▸ **Input for this task**
— START —

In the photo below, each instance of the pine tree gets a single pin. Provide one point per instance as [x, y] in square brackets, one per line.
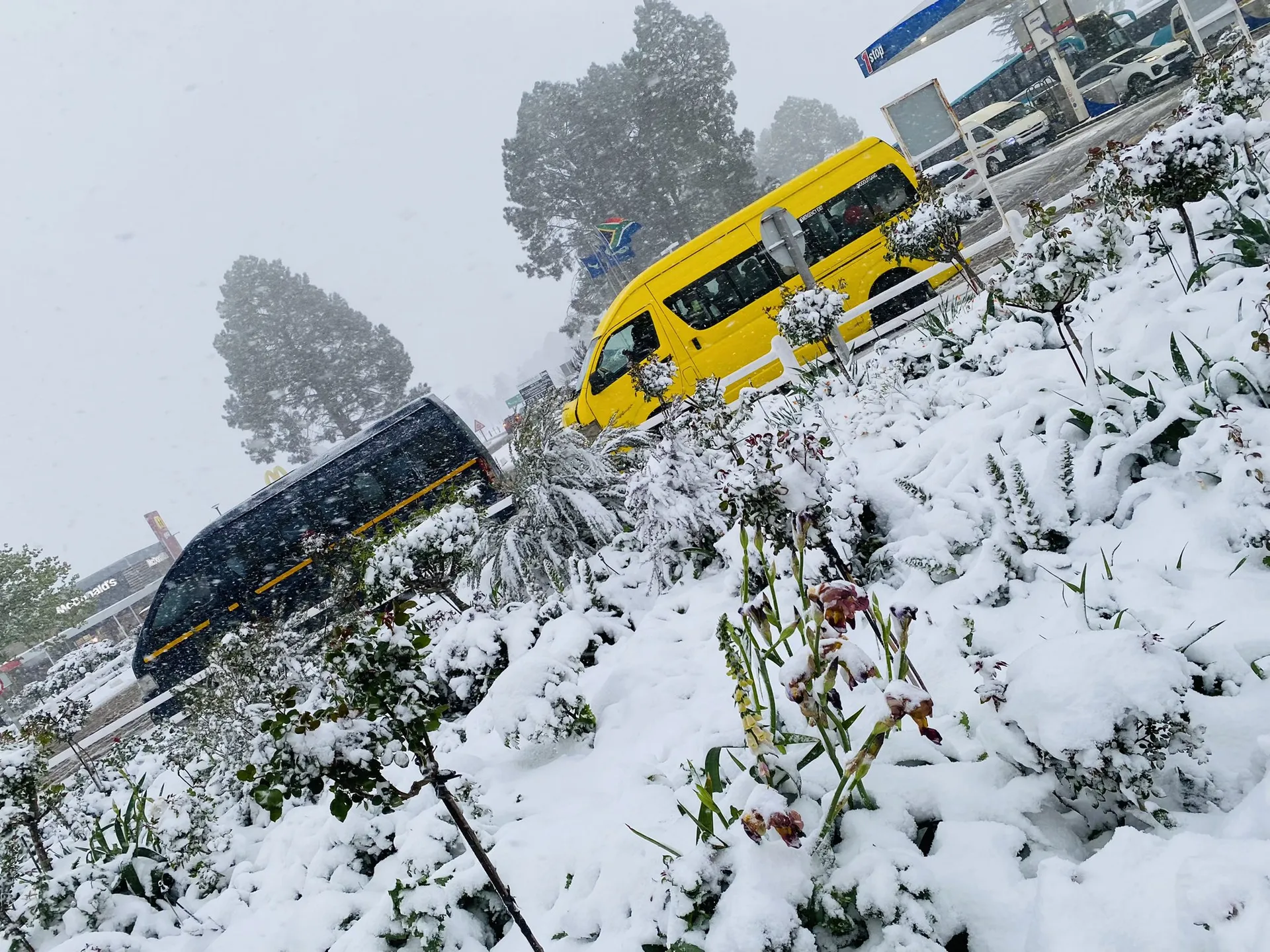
[803, 134]
[305, 368]
[651, 139]
[32, 589]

— END —

▸ **What the task asks**
Transcribe the material exactly, and leave out whatever pictures it holds.

▸ **Solution**
In the photo below, each instance of the pine tree gets a single pin. Provide one point per instance as [x, y] in square brackets, one per line.
[803, 134]
[305, 368]
[651, 139]
[32, 589]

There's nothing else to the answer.